[Excerpt provided Boundary: Start]

This weekend, local football fans may have headed to the grocery store, pleased that they could pick up beer for their Super Bowl bashes there.
In the last nine months, two Valley grocery stores have acquired licenses that allow them to sell beer and malt beverages.
They may have cheered the step forward in convenience for the consumer, assuming their gathering required no more than a 12-pack of beer. Tucked in the vagaries of the state’s liquor licensing law is a limit on the amount of beer that a customer can buy from establishments operating with an eatery or restaurant license.
Twelve 16-ounce beers, to be exact.
This is the same sort of nanny-state logic that forces those with the sniffles to display a driver’s license and provide personal information to the pharmacist because a bogey-man some place might horde pseudophedrine to make methamphetamine.
Complying with the liquor law is not that difficult, admittedly. A customer can buy one 12-pack of beer, carry it out to the car and then return to purchase another. Or, the customer can shrug and head to the nearest beer distributor and pick up a full case of 24 cans or bottles, a trip that likely will translate into a greater value in per-unit pricing.
What is fundamentally unclear is how inconveniencing the customer serves any useful purpose.
Our roads are no safer because the customer has to buy one 12-pack at a time. A liquor control board spokesman said the grocery stores pick the licenses they seek, and the limits date to the end of Prohibition.

[Excerpt provided Boundary: End]

- [Your task] Reproduce the piece on the limit on beer purchases at grocery stores word for word, in full.

[Data segment Boundary: Start]

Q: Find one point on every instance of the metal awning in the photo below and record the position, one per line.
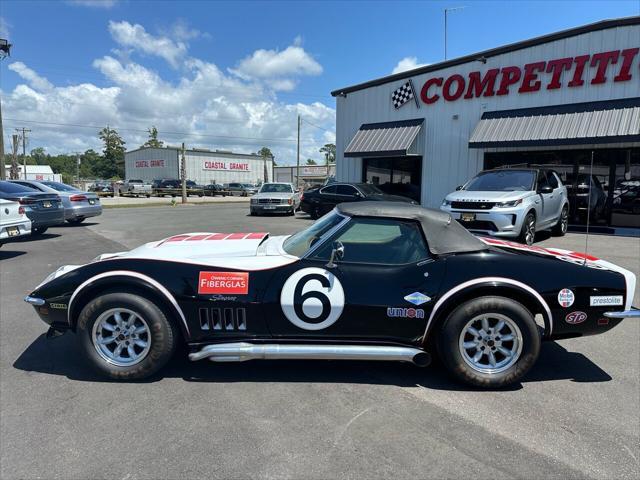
(385, 139)
(581, 123)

[Data segment Boundary: End]

- [Output of the exercise]
This weekend, local football fans may have headed to the grocery store, pleased that they could pick up beer for their Super Bowl bashes there.
In the last nine months, two Valley grocery stores have acquired licenses that allow them to sell beer and malt beverages.
They may have cheered the step forward in convenience for the consumer, assuming their gathering required no more than a 12-pack of beer. Tucked in the vagaries of the state’s liquor licensing law is a limit on the amount of beer that a customer can buy from establishments operating with an eatery or restaurant license.
Twelve 16-ounce beers, to be exact.
This is the same sort of nanny-state logic that forces those with the sniffles to display a driver’s license and provide personal information to the pharmacist because a bogey-man some place might horde pseudophedrine to make methamphetamine.
Complying with the liquor law is not that difficult, admittedly. A customer can buy one 12-pack of beer, carry it out to the car and then return to purchase another. Or, the customer can shrug and head to the nearest beer distributor and pick up a full case of 24 cans or bottles, a trip that likely will translate into a greater value in per-unit pricing.
What is fundamentally unclear is how inconveniencing the customer serves any useful purpose.
Our roads are no safer because the customer has to buy one 12-pack at a time. A liquor control board spokesman said the grocery stores pick the licenses they seek, and the limits date to the end of Prohibition.